Give the entries again, exactly as written.

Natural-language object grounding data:

-=-=-

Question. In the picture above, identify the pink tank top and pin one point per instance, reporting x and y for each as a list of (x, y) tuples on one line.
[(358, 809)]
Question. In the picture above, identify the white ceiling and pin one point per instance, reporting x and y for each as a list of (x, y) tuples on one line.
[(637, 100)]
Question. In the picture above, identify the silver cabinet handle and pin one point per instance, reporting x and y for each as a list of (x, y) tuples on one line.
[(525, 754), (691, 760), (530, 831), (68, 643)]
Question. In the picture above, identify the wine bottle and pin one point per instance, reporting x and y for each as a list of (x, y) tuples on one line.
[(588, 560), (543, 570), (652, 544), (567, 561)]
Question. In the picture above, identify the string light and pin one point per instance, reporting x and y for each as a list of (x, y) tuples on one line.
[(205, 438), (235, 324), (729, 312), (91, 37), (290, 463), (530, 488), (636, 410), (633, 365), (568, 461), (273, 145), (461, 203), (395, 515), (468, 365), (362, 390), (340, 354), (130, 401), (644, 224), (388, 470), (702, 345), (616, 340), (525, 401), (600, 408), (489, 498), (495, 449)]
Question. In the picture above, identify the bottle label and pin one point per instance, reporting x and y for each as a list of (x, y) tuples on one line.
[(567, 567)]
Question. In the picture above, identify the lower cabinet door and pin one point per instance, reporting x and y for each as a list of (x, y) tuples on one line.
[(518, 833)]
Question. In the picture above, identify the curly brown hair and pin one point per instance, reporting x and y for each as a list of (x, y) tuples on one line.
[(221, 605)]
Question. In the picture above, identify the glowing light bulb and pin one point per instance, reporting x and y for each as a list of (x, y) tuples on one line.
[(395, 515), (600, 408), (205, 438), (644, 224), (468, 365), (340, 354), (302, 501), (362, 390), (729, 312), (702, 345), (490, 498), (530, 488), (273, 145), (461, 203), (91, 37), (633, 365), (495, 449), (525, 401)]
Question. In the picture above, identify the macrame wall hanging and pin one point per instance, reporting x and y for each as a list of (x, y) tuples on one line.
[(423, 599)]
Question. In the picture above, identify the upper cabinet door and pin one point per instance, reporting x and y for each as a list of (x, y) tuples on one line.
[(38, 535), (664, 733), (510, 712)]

-=-=-

RESULT FOR THIS EXERCISE:
Question. In the picture above, identify the pink tank top and pin one point per instance, reporting x and y for each as a list of (x, y) tuples on one line.
[(358, 809)]
Question. In the picture above, identify the white ceiling and pin one point per instance, reporting x and y for each as a list of (x, y) tuples on one line.
[(637, 100)]
Question. In the picture above, identify the silver cabinet handle and pin one point per instance, reporting x and y for each as a list of (x, y) tuples on one line.
[(525, 754), (691, 760), (530, 831), (68, 643)]
Question. In the picture above, identify the wine bottle and pin one point per instance, reporting x and y for each as a list of (x, y) tuples on one line.
[(588, 560), (543, 570), (652, 544), (567, 561)]
Question. In the picture above, identify the string light and pin one point per instance, reporting x and y for each as a list of (x, y) tuples on one line.
[(205, 438), (235, 324), (729, 312), (91, 37), (290, 463), (530, 488), (636, 410), (633, 365), (568, 461), (273, 145), (461, 203), (395, 515), (468, 365), (362, 390), (340, 354), (130, 401), (644, 224), (388, 470), (702, 345), (616, 340), (525, 401), (600, 408), (489, 498), (495, 449)]
Question. In the picture above, identify the bottle label and pin one point per instance, reporting x and y for each as a list of (x, y) tuples on one line.
[(567, 567)]
Question. In the picture above, identify the lower cabinet door and pin one point per instance, reporting x and y for each as a list of (x, y) tuples on one line.
[(518, 833)]
Question. In the picture above, identify the curly brown hair and pin one point per instance, reporting x and y for each as a list of (x, y) tuples on one line.
[(221, 605)]
Question. In the picture above, identify the glowing light bulb and pin one point per instance, reporting x and y for each as a list of (x, y) tuples on one line.
[(395, 515), (600, 408), (205, 438), (644, 224), (468, 365), (340, 354), (302, 501), (362, 390), (729, 312), (702, 345), (490, 498), (530, 488), (273, 145), (461, 203), (91, 37), (633, 365), (495, 449), (525, 401)]
Question. In the picture above, identify the macrame wall hanging and pin one point per instance, reporting x and y for each as a list of (x, y) tuples on one line.
[(423, 599)]
Question. In the picture above, identify the upper cabinet door and pin one point per instance, reporting x and y for each as a list of (x, y) tuples on one line.
[(38, 535), (664, 733), (510, 712)]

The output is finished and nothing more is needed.